DATA SUPPLIED:
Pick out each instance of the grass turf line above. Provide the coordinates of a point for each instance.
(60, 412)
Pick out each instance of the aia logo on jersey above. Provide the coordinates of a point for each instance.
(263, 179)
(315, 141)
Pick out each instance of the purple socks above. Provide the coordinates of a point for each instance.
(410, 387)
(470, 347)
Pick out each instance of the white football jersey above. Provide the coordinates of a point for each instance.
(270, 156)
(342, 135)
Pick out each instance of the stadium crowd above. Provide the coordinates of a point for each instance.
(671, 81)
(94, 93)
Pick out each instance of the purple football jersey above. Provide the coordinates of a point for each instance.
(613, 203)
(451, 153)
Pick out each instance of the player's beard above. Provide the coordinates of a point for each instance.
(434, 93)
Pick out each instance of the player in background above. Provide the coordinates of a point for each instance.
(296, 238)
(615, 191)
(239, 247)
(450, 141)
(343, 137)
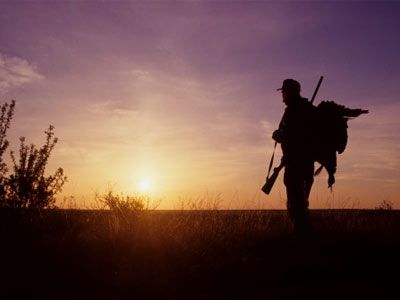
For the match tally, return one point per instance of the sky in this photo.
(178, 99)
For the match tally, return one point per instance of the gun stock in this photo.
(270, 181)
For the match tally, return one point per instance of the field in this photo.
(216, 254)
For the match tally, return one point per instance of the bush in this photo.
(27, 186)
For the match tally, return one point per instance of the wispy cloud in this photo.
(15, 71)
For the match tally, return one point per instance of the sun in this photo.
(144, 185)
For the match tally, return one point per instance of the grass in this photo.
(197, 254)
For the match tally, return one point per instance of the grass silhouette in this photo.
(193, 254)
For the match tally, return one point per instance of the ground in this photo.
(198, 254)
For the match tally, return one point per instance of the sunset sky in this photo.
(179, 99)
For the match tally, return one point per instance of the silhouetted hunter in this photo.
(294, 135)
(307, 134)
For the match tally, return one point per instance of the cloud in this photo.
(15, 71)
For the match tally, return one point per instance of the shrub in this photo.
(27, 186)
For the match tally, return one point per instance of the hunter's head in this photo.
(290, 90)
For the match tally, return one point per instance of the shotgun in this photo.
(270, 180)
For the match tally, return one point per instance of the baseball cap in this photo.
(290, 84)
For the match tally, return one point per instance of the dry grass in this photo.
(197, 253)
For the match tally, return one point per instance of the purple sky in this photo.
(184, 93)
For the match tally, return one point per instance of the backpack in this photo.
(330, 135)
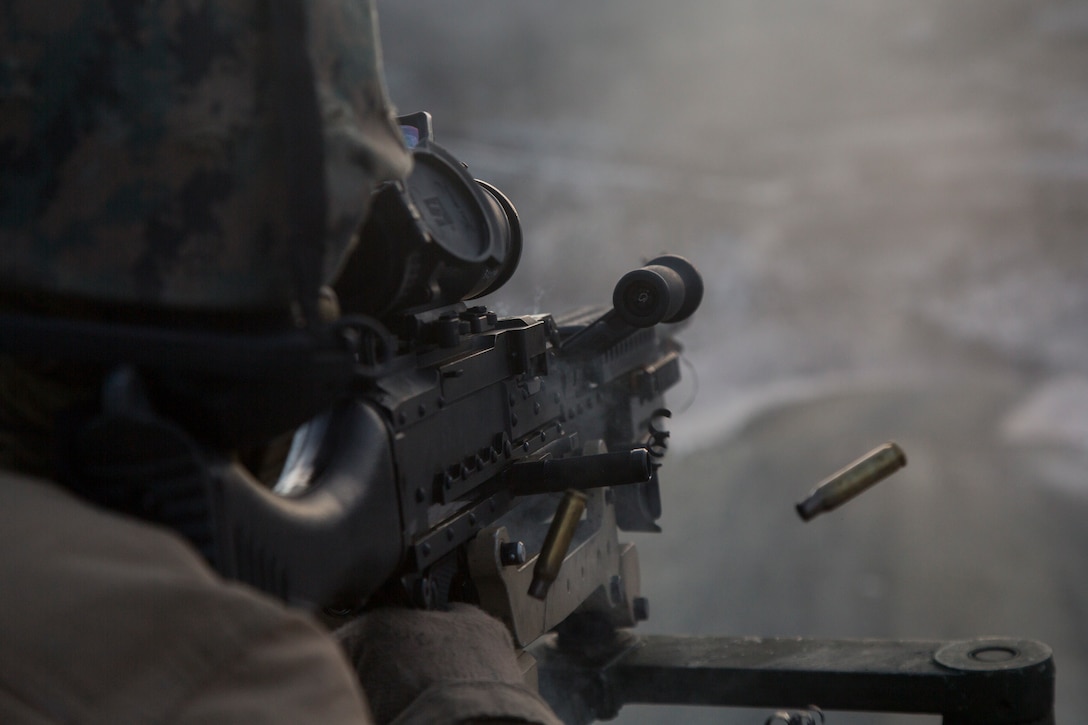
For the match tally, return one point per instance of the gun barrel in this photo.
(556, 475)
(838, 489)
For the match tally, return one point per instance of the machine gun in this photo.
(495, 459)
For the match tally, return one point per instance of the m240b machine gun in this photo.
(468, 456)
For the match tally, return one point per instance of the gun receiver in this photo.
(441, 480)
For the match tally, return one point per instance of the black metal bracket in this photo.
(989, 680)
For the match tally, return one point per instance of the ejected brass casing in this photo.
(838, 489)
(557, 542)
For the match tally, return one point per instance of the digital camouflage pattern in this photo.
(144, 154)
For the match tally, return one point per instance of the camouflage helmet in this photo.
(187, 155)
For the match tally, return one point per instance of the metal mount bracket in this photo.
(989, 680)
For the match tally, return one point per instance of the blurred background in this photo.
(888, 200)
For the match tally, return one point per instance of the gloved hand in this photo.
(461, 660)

* * *

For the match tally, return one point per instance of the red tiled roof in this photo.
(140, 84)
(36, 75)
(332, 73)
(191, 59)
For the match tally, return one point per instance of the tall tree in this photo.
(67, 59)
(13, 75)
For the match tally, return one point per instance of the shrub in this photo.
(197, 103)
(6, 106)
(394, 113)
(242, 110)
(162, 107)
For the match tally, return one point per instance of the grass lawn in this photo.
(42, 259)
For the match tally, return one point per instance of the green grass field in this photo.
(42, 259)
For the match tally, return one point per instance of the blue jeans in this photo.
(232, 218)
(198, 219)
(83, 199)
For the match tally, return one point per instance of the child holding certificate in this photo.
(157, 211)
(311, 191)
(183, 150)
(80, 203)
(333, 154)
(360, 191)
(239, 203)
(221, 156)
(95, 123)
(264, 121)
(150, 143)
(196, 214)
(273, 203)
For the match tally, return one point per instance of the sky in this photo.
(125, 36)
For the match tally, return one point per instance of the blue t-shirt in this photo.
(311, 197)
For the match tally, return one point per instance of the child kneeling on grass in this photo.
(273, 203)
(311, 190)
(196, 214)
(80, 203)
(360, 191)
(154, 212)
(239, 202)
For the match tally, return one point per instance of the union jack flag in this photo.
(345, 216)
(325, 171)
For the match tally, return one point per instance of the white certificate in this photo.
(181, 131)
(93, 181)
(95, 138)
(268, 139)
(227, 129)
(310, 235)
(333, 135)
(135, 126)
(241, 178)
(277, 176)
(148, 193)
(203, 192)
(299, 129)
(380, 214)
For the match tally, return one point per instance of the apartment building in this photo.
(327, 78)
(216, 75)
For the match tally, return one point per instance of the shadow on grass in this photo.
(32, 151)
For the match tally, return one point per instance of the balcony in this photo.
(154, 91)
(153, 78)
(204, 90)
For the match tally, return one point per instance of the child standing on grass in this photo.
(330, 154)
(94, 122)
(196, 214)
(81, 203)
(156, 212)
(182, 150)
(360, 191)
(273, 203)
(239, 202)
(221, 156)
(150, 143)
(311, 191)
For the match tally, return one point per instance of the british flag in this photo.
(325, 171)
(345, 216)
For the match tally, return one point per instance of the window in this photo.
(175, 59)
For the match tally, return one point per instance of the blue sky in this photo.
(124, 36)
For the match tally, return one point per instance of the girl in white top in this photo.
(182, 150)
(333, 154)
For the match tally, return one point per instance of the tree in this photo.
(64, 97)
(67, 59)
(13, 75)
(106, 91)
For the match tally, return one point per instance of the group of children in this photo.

TASK DESCRIPTION:
All that is wanted is a faithful reproduction of the line above with "british flag in this photo.", the line with "children in this photo.", and every line in between.

ANSWER BOX:
For the match tally, return one point per instance of the british flag in this photo.
(325, 171)
(345, 216)
For the match tally, return one point per instance of the window in this photo.
(175, 59)
For the match tally, return one point per instance of the blue sky in this photo.
(124, 36)
For the match tally, return one point per instance of the girl in white top in this photo.
(182, 150)
(333, 154)
For the match tally, return one point per instance of the tree in this photo.
(64, 97)
(67, 59)
(13, 75)
(106, 91)
For the match tally, return one point per instance of the group of children in this photo.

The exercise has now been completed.